Turn the stretch of the records from the line containing "Q: report a point for each instance of the white countertop" through the last line into a JSON list of strings, one string per line, with blank lines omitted.

» Recorded data
++++++++

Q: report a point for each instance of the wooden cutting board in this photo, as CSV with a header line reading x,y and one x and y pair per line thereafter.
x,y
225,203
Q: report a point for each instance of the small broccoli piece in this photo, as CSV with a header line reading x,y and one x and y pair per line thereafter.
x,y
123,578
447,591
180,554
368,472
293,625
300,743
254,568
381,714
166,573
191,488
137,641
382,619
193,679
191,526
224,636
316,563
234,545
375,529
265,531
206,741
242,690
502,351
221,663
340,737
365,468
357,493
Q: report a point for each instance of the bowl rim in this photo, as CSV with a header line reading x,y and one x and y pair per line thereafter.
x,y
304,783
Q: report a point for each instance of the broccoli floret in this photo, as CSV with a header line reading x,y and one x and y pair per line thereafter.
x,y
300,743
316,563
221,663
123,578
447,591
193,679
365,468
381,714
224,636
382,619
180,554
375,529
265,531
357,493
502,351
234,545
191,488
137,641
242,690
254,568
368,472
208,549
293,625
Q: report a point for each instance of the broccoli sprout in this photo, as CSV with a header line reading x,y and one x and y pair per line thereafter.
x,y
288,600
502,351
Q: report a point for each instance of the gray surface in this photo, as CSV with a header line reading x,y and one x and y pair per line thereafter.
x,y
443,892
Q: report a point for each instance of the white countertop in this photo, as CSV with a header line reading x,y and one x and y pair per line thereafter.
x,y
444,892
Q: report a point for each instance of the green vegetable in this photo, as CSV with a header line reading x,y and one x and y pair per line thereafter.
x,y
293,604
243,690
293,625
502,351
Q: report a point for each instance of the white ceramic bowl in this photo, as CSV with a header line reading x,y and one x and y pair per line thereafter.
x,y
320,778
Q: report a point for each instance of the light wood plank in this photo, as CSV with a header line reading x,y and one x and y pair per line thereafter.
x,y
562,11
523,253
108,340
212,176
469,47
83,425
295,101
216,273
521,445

++++++++

» Answer to this problem
[
  "Q: report a point for each instance of the white countertop in this photo, as CSV with a header line reading x,y and one x and y pair per line thereafter.",
  "x,y",
  "444,892",
  "Q: report a point for each instance of the green vegetable in this photo, as CSV with a header line reading x,y and one x and y pair per line thereafter.",
  "x,y",
  "293,604",
  "243,690",
  "293,625",
  "502,351",
  "Q: report a point for each instance of the white ceramic bowl in this photo, as CSV with a header line reading x,y and one x and y pair per line thereafter.",
  "x,y",
  "320,778",
  "Q: report a point for each instance of the light wood plank in this photo, as CSV with a header line reading x,y and one x and y pair per line thereafter.",
  "x,y",
  "562,11",
  "523,253",
  "108,340",
  "212,176",
  "469,47",
  "83,425",
  "295,101",
  "216,273",
  "521,445"
]